DATA SUPPLIED

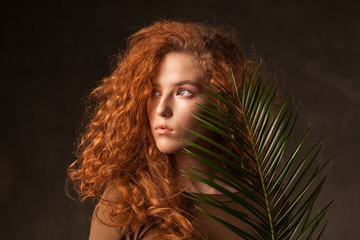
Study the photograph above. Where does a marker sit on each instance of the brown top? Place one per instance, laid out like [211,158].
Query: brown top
[213,229]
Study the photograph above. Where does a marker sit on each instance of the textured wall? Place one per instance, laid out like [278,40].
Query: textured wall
[55,52]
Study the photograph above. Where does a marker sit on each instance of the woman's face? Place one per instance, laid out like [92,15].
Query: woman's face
[176,90]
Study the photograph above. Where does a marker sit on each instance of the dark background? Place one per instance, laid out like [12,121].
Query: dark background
[55,52]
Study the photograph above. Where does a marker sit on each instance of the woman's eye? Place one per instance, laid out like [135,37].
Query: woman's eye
[185,93]
[155,93]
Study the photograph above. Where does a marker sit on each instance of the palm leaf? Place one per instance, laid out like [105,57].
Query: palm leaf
[279,191]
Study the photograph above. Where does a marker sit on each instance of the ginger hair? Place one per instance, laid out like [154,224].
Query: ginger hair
[117,150]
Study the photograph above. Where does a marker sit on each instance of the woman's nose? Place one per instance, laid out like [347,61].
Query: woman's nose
[164,108]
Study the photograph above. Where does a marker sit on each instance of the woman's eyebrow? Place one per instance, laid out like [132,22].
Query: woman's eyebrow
[189,82]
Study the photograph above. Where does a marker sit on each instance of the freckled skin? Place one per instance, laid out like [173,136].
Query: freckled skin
[177,89]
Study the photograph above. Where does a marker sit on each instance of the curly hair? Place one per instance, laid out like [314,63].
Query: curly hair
[117,149]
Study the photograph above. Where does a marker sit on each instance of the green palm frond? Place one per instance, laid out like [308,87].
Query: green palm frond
[279,185]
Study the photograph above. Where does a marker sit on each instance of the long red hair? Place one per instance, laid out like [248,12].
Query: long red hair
[117,149]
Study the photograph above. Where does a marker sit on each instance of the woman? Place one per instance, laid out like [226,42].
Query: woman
[130,156]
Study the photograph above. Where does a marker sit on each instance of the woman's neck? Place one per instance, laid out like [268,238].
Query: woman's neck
[183,162]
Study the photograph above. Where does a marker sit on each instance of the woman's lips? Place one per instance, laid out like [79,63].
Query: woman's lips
[162,129]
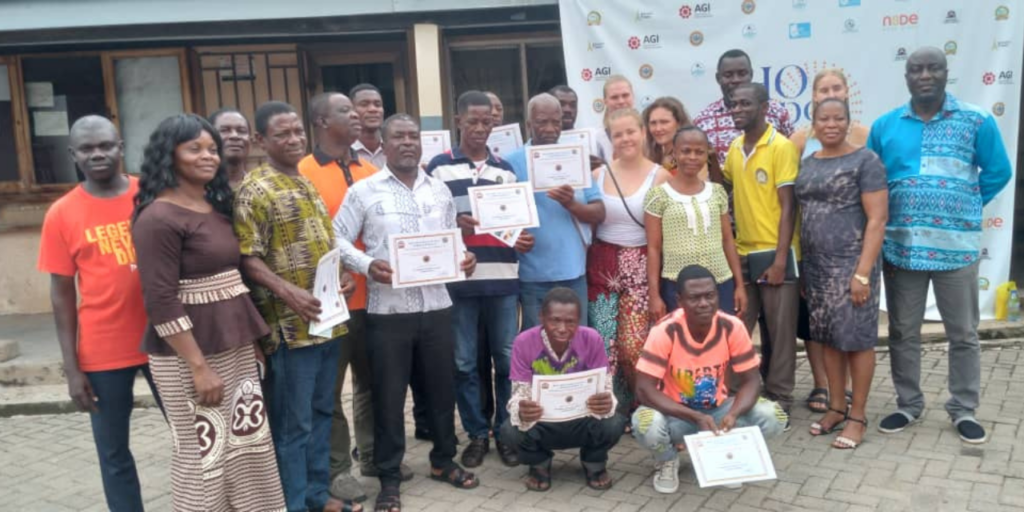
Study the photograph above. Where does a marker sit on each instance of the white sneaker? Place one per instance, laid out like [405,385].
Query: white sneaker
[667,476]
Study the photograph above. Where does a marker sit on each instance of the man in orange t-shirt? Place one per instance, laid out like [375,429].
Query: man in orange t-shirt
[86,238]
[682,382]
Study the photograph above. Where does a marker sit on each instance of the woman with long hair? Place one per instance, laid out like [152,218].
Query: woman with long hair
[844,203]
[203,332]
[616,263]
[687,221]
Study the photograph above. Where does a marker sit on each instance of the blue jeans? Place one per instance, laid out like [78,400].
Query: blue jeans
[660,433]
[111,427]
[500,314]
[531,295]
[301,387]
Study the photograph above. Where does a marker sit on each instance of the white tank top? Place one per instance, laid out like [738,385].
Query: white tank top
[619,227]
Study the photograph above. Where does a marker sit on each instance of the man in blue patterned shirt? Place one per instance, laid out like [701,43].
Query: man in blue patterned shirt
[945,160]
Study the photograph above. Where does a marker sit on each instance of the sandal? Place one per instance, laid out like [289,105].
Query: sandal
[817,400]
[598,480]
[389,500]
[818,429]
[540,478]
[456,476]
[844,442]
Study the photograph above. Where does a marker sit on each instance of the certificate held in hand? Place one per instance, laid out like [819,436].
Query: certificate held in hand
[421,259]
[503,207]
[557,165]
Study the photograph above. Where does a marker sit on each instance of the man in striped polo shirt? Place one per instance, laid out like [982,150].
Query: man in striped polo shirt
[489,296]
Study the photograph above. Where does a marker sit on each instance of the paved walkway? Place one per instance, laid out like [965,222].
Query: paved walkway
[47,463]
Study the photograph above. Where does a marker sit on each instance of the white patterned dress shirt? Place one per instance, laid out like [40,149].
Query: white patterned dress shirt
[380,206]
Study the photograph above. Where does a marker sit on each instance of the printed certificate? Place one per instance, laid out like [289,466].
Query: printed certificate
[431,258]
[556,165]
[327,289]
[505,139]
[504,207]
[563,397]
[579,136]
[737,457]
[434,142]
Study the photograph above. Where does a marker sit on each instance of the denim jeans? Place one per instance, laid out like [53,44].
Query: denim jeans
[531,295]
[660,433]
[499,313]
[301,387]
[111,427]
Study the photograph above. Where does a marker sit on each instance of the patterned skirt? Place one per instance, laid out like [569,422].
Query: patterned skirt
[616,295]
[223,457]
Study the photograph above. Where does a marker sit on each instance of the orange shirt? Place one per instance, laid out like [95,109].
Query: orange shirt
[329,178]
[89,238]
[694,374]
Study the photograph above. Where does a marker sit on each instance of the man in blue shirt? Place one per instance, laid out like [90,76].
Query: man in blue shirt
[945,160]
[559,254]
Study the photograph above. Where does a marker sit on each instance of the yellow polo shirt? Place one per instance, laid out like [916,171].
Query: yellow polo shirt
[756,179]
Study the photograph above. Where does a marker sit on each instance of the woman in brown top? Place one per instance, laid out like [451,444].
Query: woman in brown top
[203,326]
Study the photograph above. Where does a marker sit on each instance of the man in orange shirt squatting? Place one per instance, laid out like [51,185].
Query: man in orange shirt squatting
[681,382]
[86,238]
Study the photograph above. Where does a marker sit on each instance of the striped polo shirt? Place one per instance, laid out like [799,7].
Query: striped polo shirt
[497,264]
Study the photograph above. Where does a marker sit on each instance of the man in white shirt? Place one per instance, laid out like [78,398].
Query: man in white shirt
[409,330]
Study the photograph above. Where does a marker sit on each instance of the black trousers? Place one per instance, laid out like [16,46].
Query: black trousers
[594,438]
[400,346]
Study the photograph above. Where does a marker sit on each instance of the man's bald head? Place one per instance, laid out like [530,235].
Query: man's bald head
[95,148]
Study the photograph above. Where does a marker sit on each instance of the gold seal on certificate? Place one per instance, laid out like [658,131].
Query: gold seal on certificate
[557,165]
[429,258]
[735,457]
[563,397]
[503,207]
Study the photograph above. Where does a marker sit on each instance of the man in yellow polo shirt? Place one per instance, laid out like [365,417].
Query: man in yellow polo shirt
[762,167]
[333,168]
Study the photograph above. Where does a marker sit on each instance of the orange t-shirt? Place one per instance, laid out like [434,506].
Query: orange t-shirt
[694,374]
[329,178]
[90,238]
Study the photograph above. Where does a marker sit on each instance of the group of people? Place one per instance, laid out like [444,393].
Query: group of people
[199,274]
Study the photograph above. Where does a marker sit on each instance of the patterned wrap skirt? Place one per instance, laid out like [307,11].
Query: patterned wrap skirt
[223,457]
[616,296]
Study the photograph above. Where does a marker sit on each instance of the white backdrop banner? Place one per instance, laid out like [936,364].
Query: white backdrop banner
[671,48]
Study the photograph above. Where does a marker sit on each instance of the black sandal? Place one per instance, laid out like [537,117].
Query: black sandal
[594,480]
[819,429]
[456,476]
[818,396]
[389,500]
[541,476]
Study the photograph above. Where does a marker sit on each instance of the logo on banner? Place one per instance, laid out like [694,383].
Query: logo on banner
[800,31]
[902,20]
[696,10]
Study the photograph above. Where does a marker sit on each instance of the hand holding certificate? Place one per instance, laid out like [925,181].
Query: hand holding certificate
[557,165]
[563,397]
[735,457]
[503,208]
[327,289]
[431,258]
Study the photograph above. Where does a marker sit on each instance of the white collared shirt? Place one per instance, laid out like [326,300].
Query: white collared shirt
[379,206]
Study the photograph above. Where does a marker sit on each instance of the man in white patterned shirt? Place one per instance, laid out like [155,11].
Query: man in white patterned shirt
[560,346]
[408,330]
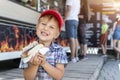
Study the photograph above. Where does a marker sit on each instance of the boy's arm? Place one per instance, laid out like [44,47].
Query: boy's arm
[31,71]
[56,72]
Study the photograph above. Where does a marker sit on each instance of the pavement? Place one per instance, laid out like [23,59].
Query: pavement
[86,69]
[110,70]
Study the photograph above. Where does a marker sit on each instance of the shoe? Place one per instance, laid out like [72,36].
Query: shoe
[81,57]
[77,59]
[74,60]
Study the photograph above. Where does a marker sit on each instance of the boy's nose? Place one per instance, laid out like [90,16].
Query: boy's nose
[46,27]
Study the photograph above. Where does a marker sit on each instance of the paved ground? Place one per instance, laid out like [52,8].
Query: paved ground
[110,70]
[86,69]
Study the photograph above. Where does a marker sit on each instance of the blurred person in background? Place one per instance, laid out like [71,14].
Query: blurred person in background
[116,36]
[84,17]
[71,25]
[104,37]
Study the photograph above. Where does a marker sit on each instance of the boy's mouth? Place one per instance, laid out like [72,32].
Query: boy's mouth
[44,33]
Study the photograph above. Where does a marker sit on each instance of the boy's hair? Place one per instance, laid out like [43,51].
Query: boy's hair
[56,14]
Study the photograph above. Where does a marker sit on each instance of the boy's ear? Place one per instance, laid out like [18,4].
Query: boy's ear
[57,35]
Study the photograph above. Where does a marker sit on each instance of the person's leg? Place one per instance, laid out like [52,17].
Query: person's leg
[84,49]
[72,47]
[76,49]
[118,46]
[115,47]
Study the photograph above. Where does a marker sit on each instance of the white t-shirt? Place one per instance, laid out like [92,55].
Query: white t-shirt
[75,9]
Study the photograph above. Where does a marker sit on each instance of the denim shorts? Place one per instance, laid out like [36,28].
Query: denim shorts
[71,28]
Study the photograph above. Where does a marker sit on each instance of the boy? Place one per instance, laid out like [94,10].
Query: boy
[51,65]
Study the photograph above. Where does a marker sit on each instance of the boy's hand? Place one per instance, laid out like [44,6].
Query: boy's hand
[35,60]
[42,58]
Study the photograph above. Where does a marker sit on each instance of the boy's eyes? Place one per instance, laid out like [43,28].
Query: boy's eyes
[50,26]
[43,23]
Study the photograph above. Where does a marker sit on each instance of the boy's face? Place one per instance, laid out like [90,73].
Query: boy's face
[47,30]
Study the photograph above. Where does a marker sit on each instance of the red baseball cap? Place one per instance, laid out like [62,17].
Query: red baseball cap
[56,14]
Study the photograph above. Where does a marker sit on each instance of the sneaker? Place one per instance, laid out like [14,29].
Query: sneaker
[77,59]
[74,60]
[104,56]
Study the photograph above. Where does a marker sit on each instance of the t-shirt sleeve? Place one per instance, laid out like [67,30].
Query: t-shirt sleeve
[61,57]
[23,65]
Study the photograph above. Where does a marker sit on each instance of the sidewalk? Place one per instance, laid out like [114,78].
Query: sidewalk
[87,69]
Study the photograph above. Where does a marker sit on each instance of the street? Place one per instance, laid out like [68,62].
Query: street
[110,70]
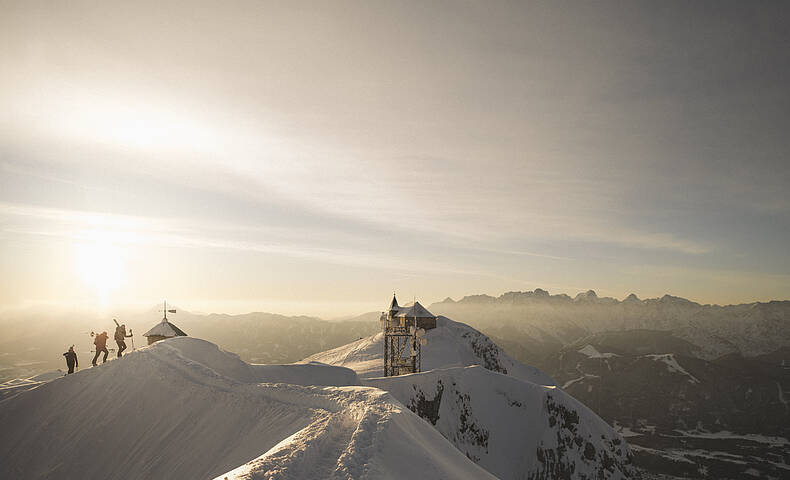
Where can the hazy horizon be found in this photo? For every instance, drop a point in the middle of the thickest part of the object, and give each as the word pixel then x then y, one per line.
pixel 313 158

REQUIRED ACTION
Please, from the material above, copy only the lines from the line with "out like [132,22]." up to and including the line with "out like [314,63].", exactly as written.

EXPECTED ANSWER
Study the photograph above. Where does a marker sit on each instance of the woman's eyebrow? Place one per instance, laid out like [132,22].
Query: woman's eyebrow
[189,82]
Study the photograph above. Where does a marker sit on each instance of the freckled skin? Place one per instance, laid out like [173,136].
Query: freckled skin
[177,89]
Study the photograph above. Where does a marker sit on each instance of the curly hair? Place one per instance, laid out like [314,63].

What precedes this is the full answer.